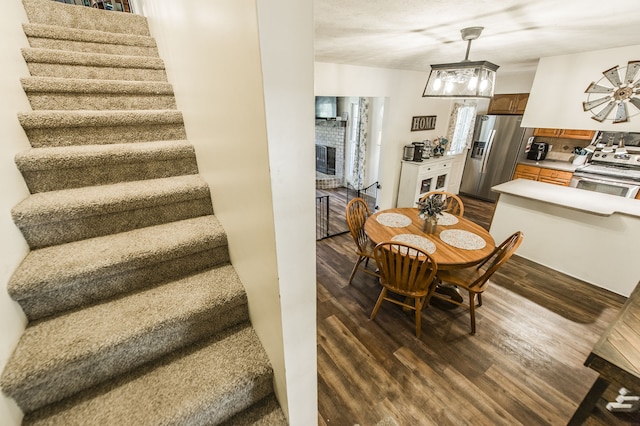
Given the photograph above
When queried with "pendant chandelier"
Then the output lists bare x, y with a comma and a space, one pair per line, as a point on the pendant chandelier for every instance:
465, 79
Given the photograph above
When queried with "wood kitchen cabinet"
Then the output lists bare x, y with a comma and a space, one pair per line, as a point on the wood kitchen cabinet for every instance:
509, 103
542, 174
556, 177
564, 133
526, 172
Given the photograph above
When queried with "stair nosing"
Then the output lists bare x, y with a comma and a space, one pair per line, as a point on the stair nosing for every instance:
239, 347
112, 254
37, 30
74, 203
47, 119
106, 312
107, 60
79, 156
73, 86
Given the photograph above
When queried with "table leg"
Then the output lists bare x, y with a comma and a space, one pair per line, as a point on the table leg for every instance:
447, 290
588, 402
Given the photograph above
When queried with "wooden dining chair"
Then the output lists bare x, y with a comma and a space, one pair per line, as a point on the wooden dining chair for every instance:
408, 271
476, 279
357, 213
453, 203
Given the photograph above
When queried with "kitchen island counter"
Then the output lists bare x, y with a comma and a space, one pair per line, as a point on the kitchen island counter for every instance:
588, 235
564, 166
579, 199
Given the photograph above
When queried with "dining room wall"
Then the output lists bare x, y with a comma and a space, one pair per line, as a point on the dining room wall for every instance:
402, 91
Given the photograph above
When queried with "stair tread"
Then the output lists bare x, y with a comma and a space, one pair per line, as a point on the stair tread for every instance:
46, 119
72, 16
86, 35
202, 385
70, 57
68, 204
51, 268
76, 156
93, 86
120, 330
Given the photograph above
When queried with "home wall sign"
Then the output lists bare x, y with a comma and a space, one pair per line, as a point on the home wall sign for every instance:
423, 122
612, 94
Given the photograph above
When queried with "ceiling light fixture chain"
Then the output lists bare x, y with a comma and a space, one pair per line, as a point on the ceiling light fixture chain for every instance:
465, 79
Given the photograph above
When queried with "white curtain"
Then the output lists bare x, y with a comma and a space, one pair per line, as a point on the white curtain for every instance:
360, 151
461, 124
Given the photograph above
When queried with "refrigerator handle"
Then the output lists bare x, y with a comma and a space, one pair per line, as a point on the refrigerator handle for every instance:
487, 151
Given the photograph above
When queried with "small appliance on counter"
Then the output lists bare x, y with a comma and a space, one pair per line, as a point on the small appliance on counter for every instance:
538, 151
407, 154
418, 148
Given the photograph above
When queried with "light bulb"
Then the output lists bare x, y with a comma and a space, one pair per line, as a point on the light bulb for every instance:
448, 87
473, 83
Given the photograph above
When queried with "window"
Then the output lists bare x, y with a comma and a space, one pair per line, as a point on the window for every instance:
461, 125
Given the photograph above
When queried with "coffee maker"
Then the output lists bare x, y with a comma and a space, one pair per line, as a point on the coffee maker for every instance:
538, 151
418, 148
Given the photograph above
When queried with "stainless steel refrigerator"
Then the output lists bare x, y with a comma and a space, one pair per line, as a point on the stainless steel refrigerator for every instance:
498, 144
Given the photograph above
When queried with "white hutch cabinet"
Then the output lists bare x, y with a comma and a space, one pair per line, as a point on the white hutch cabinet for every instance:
416, 179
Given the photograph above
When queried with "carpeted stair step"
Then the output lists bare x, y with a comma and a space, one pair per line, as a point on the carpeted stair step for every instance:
91, 41
100, 66
205, 384
58, 278
61, 356
52, 93
58, 217
54, 13
64, 128
264, 413
51, 169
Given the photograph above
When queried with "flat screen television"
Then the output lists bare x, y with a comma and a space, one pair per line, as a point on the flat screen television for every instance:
326, 107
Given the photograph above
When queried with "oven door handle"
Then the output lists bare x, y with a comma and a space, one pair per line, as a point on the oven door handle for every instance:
607, 181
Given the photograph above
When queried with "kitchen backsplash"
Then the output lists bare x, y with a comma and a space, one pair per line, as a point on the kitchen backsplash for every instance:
562, 148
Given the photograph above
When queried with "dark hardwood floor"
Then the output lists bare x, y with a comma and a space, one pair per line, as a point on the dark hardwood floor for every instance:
524, 365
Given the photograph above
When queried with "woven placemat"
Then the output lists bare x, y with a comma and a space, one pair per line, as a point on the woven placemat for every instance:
462, 239
393, 220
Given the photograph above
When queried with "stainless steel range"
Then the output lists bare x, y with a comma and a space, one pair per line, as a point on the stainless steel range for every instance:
614, 167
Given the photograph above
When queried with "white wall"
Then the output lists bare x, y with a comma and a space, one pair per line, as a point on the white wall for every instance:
514, 83
403, 90
13, 247
286, 44
559, 90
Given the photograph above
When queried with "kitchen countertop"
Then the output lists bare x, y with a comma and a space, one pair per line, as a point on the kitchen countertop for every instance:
584, 234
578, 199
430, 159
565, 166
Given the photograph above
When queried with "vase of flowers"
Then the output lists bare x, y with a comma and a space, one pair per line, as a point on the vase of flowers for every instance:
+++++
ASSIGNMENT: All lines of the data that hold "flowers" need to be copied.

RESULT:
When queried with "vase of flowers"
Then the output lists bare x, y with a comma and a space, one pair per line, as a point on the vase of flowers for every instance:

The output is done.